• _Work required_
Format every line of the records below as a Markdown table with the columns No. and Line, numbering the rows in order and omitting blank lines.

# # # # # # #

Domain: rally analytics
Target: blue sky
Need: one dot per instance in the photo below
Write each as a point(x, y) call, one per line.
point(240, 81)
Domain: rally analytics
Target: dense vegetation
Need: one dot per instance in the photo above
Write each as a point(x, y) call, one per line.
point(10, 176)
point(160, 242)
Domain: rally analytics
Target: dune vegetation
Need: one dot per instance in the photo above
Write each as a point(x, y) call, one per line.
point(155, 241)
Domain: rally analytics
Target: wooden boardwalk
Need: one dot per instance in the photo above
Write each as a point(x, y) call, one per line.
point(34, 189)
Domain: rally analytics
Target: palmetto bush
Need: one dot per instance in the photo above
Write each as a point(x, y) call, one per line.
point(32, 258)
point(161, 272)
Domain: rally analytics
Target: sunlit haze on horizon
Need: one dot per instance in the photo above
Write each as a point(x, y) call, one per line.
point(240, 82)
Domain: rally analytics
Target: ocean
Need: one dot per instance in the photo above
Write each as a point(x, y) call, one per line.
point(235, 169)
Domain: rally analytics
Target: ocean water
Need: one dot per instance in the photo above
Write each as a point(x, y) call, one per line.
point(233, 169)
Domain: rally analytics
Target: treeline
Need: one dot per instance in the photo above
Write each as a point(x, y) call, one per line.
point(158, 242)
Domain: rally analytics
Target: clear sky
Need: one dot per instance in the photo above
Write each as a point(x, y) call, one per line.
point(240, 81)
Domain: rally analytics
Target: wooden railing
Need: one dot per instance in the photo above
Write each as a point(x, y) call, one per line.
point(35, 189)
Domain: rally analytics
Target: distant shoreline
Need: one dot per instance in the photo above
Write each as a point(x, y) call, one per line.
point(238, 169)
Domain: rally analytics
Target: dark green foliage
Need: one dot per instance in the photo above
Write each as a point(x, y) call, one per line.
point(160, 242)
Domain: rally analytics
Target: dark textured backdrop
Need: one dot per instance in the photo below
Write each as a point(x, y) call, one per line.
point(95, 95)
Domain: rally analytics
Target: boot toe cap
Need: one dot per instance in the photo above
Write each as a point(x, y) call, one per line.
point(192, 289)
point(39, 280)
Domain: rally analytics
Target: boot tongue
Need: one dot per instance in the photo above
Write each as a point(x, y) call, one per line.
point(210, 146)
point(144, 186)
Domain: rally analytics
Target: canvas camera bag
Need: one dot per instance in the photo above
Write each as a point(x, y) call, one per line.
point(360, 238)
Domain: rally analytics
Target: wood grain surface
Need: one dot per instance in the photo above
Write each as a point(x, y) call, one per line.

# # # # # # #

• _Written answer_
| No. | Line |
|---|---|
| 1 | Domain: rally analytics |
| 2 | Target: blue sky |
| 3 | Need: one dot per instance in the photo below |
| 4 | Write each as a point(x, y) call, one per line. |
| 5 | point(240, 81) |
| 6 | Domain: rally analytics |
| 7 | Target: dense vegetation |
| 8 | Need: one dot per instance in the photo above |
| 9 | Write each as a point(x, y) call, one per line. |
| 10 | point(10, 176) |
| 11 | point(160, 242) |
| 12 | Domain: rally analytics |
| 13 | Target: dune vegetation |
| 14 | Need: one dot per instance in the photo above |
| 15 | Write each as a point(x, y) call, one per line. |
| 16 | point(155, 241) |
| 17 | Domain: rally analytics |
| 18 | Target: wooden boardwalk |
| 19 | Need: one dot per instance in the photo above |
| 20 | Write each as a point(x, y) call, one per line. |
| 21 | point(34, 189) |
| 22 | Domain: rally analytics |
| 23 | Target: palmetto bush |
| 24 | Need: one dot per instance in the photo above |
| 25 | Write each as a point(x, y) call, one per line. |
| 26 | point(32, 258) |
| 27 | point(161, 272) |
| 28 | Domain: rally analytics |
| 29 | Target: sunlit haze on horizon |
| 30 | Need: one dot per instance in the photo above |
| 31 | Write each as a point(x, y) call, one per line. |
| 32 | point(240, 82) |
| 33 | Domain: rally analytics |
| 34 | Target: ocean |
| 35 | Need: one dot per instance in the photo above |
| 36 | Write each as a point(x, y) call, one per line. |
| 37 | point(235, 169) |
| 38 | Domain: rally analytics |
| 39 | Target: ocean water |
| 40 | Need: one dot per instance in the photo above |
| 41 | Write each as a point(x, y) call, one per line. |
| 42 | point(233, 169) |
| 43 | Domain: rally analytics |
| 44 | Target: treeline |
| 45 | Need: one dot per instance in the photo above |
| 46 | Write each as a point(x, y) call, one per line. |
| 47 | point(158, 242) |
| 48 | Domain: rally analytics |
| 49 | Target: clear sky |
| 50 | Need: one dot per instance in the photo above |
| 51 | Write each as a point(x, y) call, one per line. |
| 52 | point(240, 81) |
| 53 | Domain: rally analytics |
| 54 | Target: wooden railing |
| 55 | Need: one dot per instance in the photo above |
| 56 | Write each as a point(x, y) call, one per line. |
| 57 | point(35, 189) |
| 58 | Domain: rally analytics |
| 59 | Target: distant shoreline |
| 60 | Need: one dot per instance in the photo above |
| 61 | Write each as a point(x, y) call, one per line. |
| 62 | point(238, 169) |
| 63 | Domain: rally analytics |
| 64 | Target: dark green foliage |
| 65 | Need: one dot per instance in the photo above |
| 66 | Write each as a point(x, y) call, one per line. |
| 67 | point(160, 242) |
| 68 | Domain: rally analytics |
| 69 | Target: dark textured backdrop |
| 70 | Need: one dot per instance in the photo below |
| 71 | Write each as a point(x, y) call, one per line. |
| 72 | point(95, 95) |
| 73 | Domain: rally analytics |
| 74 | Target: boot toe cap |
| 75 | Need: one dot per instance in the photo above |
| 76 | Write each as a point(x, y) call, one per line. |
| 77 | point(192, 289) |
| 78 | point(39, 280) |
| 79 | Domain: rally analytics |
| 80 | Target: boot tongue |
| 81 | Need: one dot per instance in the photo above |
| 82 | Write each as a point(x, y) call, one per line. |
| 83 | point(210, 146) |
| 84 | point(144, 186) |
| 85 | Domain: rally analytics |
| 86 | Target: canvas camera bag |
| 87 | Need: one dot per instance in the photo above |
| 88 | Write each as a point(x, y) call, one per line. |
| 89 | point(360, 238) |
| 90 | Domain: rally analytics |
| 91 | Target: wood grain surface |
| 92 | Need: one dot per instance in the photo above |
| 93 | Write each as a point(x, y) call, one per line. |